***** Passage shown

As any author will tell you, the worst fate for an author is not being read.

Will they sue to ask for a piece of the flourishing used book market, or shut down groups like Book Crossing for freely lending books without compensation to the author?

Will opting out of the Google data bank because Google will not pay the author for opting in, improve the book's chances of sales or resurrection depending on its status? Remember the old saying, if you're out of the rain you won't get wet. As any author will tell you, the worst fate for an author is not being read.

Authors will be a lot better served, if they concentrated their resources on other battles. I cite two examples.

  1. How about mounting a battle to prevent publishers from declaring books "out-of-print." It is an antiquated idea that modern technology has made obsolete and it should be done away with. The concept is not the author's friend. Indeed, with digitalization it is no longer applicable. Tied to that system is the method of rights reversal, which allows the author to get his rights back from the publisher, the grounds being that their book is no longer a viable income producer and takes up too much warehouse space. The burden for the reversal is on the author who must ask for the return of his rights. How about making such a reversal automatic after a number of years if sales are low? Isn't that a more worthy project than fighting to block a book's awareness from public view?
     
  2. Another noble authors cause would be to get libraries to pay authors a fee for each borrowed book. A library buys a book which is read by multiple people without any further compensation to the author than what he is due as a royalty on the sale of a single book. Such fees are paid to the author in some other countries. Why not the United States?

The fact is that the Google Book Search program is good for writers. What other technology has made it possible for millions of people to, at the very least, have the opportunity to connect with potential readers. Indeed, every time I go into a library, whether public or private, and see books moldering on dusty shelves, some so high they are impossible to get to, I feel anguish for the poor author who, with blood sweat and tears created the work only to have it relegated to obscurity or oblivion.

**********
***** Material provided

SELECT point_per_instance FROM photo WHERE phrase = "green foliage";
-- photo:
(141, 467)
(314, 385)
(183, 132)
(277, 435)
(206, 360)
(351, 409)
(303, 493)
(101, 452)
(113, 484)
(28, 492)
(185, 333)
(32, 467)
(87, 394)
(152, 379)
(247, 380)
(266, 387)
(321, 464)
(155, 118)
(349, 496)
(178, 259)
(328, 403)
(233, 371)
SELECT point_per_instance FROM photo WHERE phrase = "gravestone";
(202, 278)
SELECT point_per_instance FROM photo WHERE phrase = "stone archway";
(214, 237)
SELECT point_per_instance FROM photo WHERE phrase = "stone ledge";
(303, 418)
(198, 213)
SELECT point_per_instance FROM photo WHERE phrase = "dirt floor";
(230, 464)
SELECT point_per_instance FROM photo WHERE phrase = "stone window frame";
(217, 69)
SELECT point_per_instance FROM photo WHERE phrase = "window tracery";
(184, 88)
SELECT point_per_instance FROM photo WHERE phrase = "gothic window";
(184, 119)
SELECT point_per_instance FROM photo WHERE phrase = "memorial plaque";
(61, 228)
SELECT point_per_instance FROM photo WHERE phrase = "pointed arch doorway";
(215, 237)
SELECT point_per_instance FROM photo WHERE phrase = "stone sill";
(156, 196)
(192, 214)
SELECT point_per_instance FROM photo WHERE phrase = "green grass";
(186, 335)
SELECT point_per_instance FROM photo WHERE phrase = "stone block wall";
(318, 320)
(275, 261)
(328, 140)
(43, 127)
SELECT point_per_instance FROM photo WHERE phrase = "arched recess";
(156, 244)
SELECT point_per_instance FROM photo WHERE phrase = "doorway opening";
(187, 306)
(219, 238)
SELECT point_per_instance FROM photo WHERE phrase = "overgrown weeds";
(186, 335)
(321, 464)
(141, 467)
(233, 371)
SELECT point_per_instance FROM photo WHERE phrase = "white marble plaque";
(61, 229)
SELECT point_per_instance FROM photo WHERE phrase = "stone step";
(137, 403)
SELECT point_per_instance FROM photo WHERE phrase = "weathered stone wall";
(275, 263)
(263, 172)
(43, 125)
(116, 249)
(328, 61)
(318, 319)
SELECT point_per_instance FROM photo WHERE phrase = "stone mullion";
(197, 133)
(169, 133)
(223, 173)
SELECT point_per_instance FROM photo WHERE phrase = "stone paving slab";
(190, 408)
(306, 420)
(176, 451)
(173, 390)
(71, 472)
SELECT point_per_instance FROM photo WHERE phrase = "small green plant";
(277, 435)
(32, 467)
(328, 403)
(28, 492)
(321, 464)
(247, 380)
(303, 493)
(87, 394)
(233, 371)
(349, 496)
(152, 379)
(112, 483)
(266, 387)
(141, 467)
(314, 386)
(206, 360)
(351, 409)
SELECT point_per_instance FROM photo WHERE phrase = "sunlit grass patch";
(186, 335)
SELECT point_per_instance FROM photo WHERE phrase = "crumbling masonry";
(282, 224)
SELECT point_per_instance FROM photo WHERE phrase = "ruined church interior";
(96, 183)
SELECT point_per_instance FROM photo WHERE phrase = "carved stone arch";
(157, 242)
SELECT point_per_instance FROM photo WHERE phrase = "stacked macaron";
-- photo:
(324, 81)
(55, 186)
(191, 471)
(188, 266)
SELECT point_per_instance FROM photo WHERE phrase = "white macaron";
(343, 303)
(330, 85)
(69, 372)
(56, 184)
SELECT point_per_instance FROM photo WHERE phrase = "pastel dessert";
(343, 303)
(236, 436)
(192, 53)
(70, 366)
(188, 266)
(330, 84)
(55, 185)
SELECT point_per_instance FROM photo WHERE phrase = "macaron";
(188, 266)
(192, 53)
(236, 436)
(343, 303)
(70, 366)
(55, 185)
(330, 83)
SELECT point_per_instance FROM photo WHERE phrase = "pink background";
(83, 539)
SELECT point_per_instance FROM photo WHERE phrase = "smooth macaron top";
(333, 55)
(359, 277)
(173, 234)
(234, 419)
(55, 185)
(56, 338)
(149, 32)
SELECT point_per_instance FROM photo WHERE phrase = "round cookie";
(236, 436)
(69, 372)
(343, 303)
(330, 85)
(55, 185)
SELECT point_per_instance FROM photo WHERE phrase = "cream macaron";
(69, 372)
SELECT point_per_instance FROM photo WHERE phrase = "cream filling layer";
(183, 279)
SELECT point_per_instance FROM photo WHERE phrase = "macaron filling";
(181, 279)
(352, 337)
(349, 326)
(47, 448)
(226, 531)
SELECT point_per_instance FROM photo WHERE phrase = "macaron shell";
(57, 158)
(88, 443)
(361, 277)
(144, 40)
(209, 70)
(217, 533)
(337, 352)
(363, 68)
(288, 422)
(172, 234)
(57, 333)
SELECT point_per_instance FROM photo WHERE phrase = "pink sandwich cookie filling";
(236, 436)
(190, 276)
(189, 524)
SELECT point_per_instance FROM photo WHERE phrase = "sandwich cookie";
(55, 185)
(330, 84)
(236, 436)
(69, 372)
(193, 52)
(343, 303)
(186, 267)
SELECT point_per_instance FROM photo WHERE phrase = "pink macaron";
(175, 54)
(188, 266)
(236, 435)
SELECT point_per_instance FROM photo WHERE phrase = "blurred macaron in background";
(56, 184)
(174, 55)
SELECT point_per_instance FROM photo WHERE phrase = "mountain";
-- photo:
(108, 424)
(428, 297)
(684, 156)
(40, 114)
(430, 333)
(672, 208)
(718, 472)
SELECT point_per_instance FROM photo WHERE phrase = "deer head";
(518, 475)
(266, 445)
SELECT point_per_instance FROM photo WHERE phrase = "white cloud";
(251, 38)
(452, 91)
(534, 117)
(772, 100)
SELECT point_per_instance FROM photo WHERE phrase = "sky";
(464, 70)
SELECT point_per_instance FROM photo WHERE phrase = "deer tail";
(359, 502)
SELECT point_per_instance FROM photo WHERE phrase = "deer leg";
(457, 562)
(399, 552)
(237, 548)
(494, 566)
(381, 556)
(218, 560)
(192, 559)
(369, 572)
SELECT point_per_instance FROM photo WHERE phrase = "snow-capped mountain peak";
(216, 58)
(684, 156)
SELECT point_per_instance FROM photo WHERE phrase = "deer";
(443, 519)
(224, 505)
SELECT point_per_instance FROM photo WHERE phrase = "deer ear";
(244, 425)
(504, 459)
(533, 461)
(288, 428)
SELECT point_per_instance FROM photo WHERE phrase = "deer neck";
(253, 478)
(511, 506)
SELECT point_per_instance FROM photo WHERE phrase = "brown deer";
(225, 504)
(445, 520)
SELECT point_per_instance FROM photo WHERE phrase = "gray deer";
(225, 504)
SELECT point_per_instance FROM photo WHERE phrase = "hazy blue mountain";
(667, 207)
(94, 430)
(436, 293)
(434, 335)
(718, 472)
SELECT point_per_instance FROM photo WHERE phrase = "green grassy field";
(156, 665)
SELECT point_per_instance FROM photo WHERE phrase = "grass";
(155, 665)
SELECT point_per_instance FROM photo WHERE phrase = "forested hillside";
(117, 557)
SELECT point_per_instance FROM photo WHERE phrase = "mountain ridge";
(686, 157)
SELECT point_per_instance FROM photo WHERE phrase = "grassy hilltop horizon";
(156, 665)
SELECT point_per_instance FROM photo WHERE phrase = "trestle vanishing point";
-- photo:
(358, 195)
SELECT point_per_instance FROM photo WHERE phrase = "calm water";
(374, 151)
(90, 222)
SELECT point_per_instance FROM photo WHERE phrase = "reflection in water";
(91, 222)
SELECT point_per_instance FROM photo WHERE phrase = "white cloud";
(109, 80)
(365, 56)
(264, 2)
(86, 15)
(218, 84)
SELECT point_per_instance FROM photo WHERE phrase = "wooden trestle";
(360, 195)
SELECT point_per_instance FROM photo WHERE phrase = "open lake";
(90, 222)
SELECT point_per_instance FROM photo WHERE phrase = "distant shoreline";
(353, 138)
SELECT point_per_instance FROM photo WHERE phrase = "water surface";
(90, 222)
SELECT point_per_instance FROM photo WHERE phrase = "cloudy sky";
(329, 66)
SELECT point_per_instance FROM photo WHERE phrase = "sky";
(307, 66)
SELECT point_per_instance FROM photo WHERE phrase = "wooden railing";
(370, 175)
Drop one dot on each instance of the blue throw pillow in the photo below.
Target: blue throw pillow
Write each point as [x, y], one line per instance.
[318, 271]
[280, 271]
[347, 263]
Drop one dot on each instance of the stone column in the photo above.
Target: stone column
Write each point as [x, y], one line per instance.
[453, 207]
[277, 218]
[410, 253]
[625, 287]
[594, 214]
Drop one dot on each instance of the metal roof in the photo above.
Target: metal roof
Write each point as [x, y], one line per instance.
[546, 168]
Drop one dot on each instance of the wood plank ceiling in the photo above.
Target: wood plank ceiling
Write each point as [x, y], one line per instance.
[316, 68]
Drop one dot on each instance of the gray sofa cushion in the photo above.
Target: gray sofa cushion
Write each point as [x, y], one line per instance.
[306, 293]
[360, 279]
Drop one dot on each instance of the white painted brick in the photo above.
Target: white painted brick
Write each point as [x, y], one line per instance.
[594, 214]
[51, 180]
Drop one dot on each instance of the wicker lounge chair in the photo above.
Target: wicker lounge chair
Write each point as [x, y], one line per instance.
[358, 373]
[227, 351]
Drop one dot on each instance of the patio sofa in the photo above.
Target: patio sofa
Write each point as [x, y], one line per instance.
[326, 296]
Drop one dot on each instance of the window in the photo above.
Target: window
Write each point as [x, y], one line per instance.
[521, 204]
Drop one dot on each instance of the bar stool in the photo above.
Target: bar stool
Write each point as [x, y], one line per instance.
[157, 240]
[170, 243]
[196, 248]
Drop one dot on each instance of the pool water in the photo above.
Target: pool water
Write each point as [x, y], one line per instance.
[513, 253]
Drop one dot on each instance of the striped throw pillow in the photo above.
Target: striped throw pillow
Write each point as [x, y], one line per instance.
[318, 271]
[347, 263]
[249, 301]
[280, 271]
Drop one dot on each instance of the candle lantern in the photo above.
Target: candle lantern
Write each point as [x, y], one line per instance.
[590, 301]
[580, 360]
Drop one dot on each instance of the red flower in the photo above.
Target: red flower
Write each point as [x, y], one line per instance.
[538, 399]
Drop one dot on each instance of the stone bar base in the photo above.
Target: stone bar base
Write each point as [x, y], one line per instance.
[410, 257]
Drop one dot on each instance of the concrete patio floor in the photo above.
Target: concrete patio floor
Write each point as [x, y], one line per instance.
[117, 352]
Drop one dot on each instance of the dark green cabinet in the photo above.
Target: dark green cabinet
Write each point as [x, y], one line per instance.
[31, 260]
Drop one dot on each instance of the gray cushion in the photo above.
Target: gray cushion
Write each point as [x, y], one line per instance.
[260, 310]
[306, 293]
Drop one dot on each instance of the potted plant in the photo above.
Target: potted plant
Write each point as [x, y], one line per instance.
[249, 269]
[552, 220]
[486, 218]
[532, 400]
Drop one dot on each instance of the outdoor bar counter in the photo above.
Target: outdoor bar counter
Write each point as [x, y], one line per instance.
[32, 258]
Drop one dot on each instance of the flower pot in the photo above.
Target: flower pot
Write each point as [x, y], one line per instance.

**********

(Actions to take):
a) Summarize the passage on authors and Google Book Search in two sentences.
b) According to the passage on authors and Google Book Search, where are authors already paid fees for library loans?
c) For each statement, answer yes or no according to the passage on authors and Google Book Search, and quote the deciding words: (i) The "out-of-print" concept is described as the author's friend. (ii) Under rights reversal, the author must ask for the return of his rights. (iii) The Google Book Search program is called good for writers.
The data above were drawn from a separate source.

(Written responses):
a) The passage argues that authors would be better served fighting other battles than blocking a book's awareness from public view: ending the practice of declaring books "out-of-print," making rights reversal automatic after a number of years if sales are low, and getting libraries to pay authors a fee for each borrowed book. It holds that the Google Book Search program is good for writers because it gives millions of people the opportunity to connect with potential readers.

b) In some other countries.

c)
(i) No: "The concept is not the author's friend."
(ii) Yes: "The burden for the reversal is on the author who must ask for the return of his rights."
(iii) Yes: "The fact is that the Google Book Search program is good for writers."